» About this task:
Retype each record shown below, leaving every character as it is.

» Records supplied:
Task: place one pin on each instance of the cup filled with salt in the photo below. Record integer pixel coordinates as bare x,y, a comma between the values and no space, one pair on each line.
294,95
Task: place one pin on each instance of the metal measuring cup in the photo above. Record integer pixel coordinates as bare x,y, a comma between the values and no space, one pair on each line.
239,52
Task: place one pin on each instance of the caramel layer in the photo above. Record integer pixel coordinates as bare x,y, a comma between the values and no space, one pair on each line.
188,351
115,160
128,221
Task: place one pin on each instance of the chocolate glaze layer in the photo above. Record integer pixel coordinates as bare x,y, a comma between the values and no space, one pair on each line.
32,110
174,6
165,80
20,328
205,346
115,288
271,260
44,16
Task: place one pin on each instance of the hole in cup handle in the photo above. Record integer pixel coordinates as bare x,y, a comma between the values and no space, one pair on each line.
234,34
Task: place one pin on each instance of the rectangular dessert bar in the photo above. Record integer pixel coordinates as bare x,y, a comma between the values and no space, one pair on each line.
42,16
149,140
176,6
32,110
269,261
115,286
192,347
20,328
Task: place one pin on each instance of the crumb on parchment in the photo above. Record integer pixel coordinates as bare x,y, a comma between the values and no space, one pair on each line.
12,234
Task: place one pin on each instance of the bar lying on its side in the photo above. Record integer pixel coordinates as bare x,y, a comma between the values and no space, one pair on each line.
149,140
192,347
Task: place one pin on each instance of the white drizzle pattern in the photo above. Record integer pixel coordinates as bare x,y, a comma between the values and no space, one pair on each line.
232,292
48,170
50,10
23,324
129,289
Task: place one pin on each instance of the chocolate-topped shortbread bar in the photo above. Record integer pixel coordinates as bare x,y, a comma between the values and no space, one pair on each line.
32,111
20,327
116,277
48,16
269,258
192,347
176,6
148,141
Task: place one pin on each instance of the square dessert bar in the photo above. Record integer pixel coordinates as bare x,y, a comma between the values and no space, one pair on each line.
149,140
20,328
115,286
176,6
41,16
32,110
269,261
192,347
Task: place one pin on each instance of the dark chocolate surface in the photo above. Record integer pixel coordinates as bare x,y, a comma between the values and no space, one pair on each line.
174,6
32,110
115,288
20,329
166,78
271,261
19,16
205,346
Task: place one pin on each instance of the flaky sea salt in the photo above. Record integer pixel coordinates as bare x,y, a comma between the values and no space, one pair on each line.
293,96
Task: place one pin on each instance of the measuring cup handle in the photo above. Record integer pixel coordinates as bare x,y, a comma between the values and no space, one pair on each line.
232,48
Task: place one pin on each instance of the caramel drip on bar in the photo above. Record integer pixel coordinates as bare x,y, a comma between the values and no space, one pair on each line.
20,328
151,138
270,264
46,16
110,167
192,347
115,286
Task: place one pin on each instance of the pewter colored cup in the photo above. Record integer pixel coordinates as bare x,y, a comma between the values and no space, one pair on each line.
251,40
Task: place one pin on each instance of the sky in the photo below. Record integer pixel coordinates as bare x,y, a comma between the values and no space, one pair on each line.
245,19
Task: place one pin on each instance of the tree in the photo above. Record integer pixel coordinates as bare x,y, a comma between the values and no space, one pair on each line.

» Exercise output:
Task: place one pin on each instance of the cup filled with salt in the photo below. Record integer pixel coordinates as bare x,y, a comma between the values and no space, one pair on each line.
294,95
Task: place one pin on each instance of the metal measuring cup in the photo above. Record integer pixel coordinates as bare x,y, a comma between the values and no space, one pair on each line.
239,52
Task: place one pin on each instance of the caramel layer in the photo above. Record integer pixel coordinates as bare x,y, a comma between the values and no space, one pair on each line.
188,351
115,160
128,221
Task: place one pin on each instance of the chocolate glaze layer in the photo above. Record integer pixel coordinates as bare x,y, a comma between the values and no space, one pair on each line.
32,110
174,6
165,80
20,328
205,346
115,288
271,260
44,16
Task: place one pin on each instance of the hole in cup handle in the photo above. Record integer pixel coordinates as bare x,y, a comma between the values and no space, one pair on each line.
234,34
Task: place one pin on each instance of the rectangular dessert bar in the photo above. Record integer pixel coordinates as bare x,y, a comma between the values and no space, one pair on each line.
42,16
149,140
176,6
32,110
269,261
115,286
192,347
20,328
Task: place one pin on each instance of the crumb on parchment in the photo above. Record integer pixel coordinates as bare x,y, a comma between the values and no space, one pair on each line.
12,234
Task: place one pin on each instance of the bar lying on its side in the photo above. Record integer pixel coordinates as bare x,y, a comma between the values and no space, one pair on each line.
149,140
192,347
Task: place one pin on each instance of the white drizzle pattern in the photo above. Record integer pixel coordinates as bare x,y, a comma between the values and no space, one pair on each line.
232,292
48,170
50,10
23,324
129,289
Task: place one pin on each instance of the chocolate-topped shortbread bar in the photo above. Record integer pixel coordinates as bare x,y, a comma between the values and no space, one pair on each line.
32,111
20,327
116,277
48,16
269,258
192,347
176,6
148,141
Task: place one pin on each instance of the square dessert bar in the photo above. Record integer pixel coordinates as bare x,y, a comma between the values and no space, one pair on each line.
149,140
20,328
115,286
176,6
41,16
32,110
269,261
192,347
Task: place one pin on each instance of the dark chocolate surface in the photo above. Record integer pixel coordinates as bare x,y, a comma between the values and no space, one pair on each line.
174,6
32,110
115,288
20,329
166,78
271,261
19,16
205,346
Task: place one pin on each instance of the flaky sea salt in the photo above. Record integer pixel coordinates as bare x,y, a comma between the values and no space, one pair on each line.
293,96
Task: place one pin on each instance of the measuring cup handle in the photo above. Record integer pixel coordinates as bare x,y, a comma between the values and no space, one pair on each line.
232,48
Task: place one pin on each instance of the caramel drip on bar in the photo above. Record integer pixel coordinates as bare x,y, a comma between the values and no space, one pair on each line.
20,328
151,138
270,264
46,16
110,167
192,347
115,286
Task: place one pin on each instance of the pewter colored cup in the photo above. Record integer pixel coordinates as bare x,y, a comma between the values and no space, one pair on each line.
251,40
Task: place one pin on each instance of the sky in the photo below. Record integer pixel coordinates as bare x,y, a comma between the values and no space, one pair on each line.
245,19
Task: place one pin on each instance of the tree in the photo above. Record integer pixel coordinates as bare x,y, a comma between the values and no space, one pair on each line.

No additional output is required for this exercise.